• _EXERCISE INSTRUCTIONS_:
What lines in the material hold the string "tree"? Copy out each of them.

(Beginning of EXTRACTED DATA)

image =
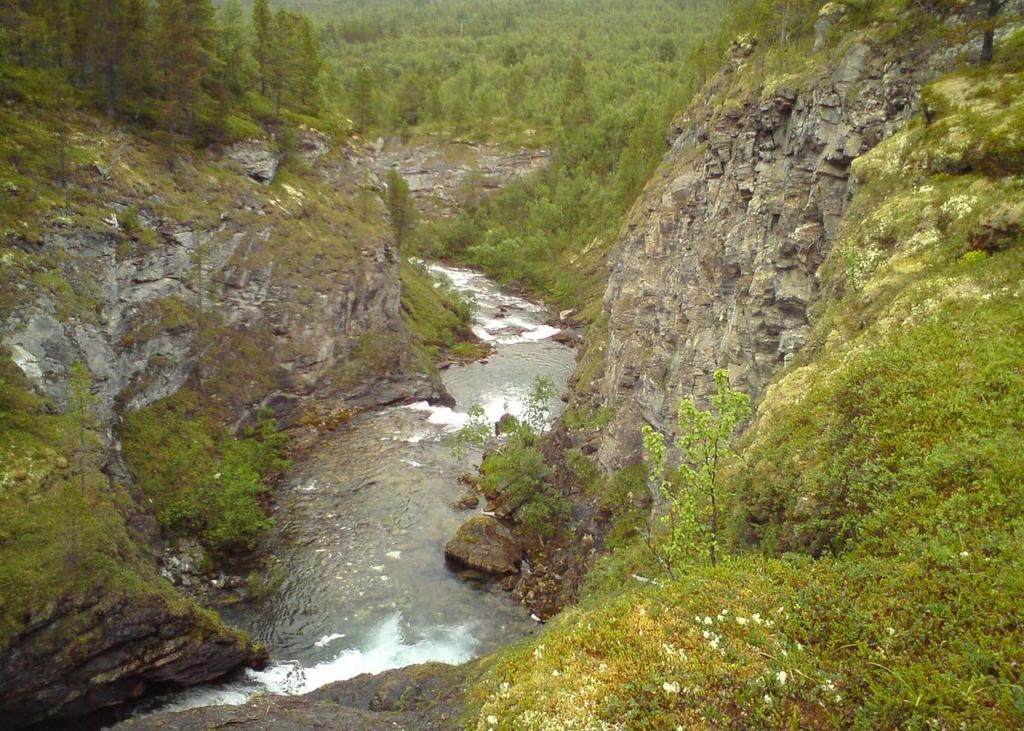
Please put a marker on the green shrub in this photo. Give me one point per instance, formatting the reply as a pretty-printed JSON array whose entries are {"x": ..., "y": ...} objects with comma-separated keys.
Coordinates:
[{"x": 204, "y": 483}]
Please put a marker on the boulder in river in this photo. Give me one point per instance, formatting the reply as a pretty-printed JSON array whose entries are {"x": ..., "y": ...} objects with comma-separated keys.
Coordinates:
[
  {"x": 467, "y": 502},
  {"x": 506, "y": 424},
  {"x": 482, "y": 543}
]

(End of EXTRACTED DATA)
(Beginning of EXTRACTED DATA)

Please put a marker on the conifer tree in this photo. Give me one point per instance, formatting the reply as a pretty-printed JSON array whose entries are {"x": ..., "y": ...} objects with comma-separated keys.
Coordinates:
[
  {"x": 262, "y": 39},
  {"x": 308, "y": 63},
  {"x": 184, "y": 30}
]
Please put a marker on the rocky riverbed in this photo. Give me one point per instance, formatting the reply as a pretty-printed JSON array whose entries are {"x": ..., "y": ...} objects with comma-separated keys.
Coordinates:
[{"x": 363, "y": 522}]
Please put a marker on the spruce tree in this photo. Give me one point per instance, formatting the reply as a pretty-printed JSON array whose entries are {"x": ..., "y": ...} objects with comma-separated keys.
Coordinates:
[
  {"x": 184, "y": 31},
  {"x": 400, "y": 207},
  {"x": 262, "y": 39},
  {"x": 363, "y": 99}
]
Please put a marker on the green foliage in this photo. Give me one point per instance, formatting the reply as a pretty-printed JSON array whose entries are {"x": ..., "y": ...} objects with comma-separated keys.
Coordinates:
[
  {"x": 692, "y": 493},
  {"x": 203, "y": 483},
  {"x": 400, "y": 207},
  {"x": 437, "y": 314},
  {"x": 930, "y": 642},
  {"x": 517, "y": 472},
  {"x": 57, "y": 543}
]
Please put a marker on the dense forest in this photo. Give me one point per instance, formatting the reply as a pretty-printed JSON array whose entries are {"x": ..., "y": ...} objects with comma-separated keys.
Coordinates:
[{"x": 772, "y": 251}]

(End of EXTRACTED DATA)
(Beginning of EXTRACTED DATA)

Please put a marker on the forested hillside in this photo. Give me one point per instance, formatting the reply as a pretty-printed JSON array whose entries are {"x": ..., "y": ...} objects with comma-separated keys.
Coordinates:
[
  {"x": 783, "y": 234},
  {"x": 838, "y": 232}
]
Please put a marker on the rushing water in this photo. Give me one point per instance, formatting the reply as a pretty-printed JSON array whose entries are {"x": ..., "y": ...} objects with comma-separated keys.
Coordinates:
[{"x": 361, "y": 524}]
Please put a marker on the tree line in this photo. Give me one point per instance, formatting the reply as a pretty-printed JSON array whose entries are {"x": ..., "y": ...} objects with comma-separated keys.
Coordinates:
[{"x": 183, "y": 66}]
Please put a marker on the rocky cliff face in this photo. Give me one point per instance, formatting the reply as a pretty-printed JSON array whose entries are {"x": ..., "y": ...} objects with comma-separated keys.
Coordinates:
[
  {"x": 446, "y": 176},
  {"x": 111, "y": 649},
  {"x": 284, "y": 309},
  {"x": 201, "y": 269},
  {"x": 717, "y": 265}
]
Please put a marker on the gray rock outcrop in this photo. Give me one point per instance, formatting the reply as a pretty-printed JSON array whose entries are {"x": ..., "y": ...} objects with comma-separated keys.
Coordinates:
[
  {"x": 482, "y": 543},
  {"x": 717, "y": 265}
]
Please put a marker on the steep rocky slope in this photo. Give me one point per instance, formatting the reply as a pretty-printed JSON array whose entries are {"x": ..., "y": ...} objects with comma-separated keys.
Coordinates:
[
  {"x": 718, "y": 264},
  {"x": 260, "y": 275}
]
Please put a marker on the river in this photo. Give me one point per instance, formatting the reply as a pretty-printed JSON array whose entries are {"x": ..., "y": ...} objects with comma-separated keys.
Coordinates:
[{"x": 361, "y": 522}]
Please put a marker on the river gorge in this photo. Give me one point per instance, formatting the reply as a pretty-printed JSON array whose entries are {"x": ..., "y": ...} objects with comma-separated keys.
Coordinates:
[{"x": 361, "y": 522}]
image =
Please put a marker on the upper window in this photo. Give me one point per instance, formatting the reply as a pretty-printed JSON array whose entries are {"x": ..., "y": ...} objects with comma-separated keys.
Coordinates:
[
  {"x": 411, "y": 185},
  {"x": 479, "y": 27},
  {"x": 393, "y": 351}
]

(End of EXTRACTED DATA)

• _OUTPUT_:
Please put a marker on the conifer tree in this photo. Give me one point per instance, formatting the reply as a pretty-printed JSON array whose entries are {"x": ..., "y": ...} objects with comma-separated keys.
Please put a marker on the spruce tree in this photo. Give me one point per instance, formatting the reply as a pretty-printed JSON array whose entries are {"x": ..., "y": ...} objects with comma-separated keys.
Please put a marker on the tree line in this photo. Give me one point per instance, formatting the reply as a pretty-printed JSON array whose entries are {"x": ..., "y": ...} objects with comma-separated keys.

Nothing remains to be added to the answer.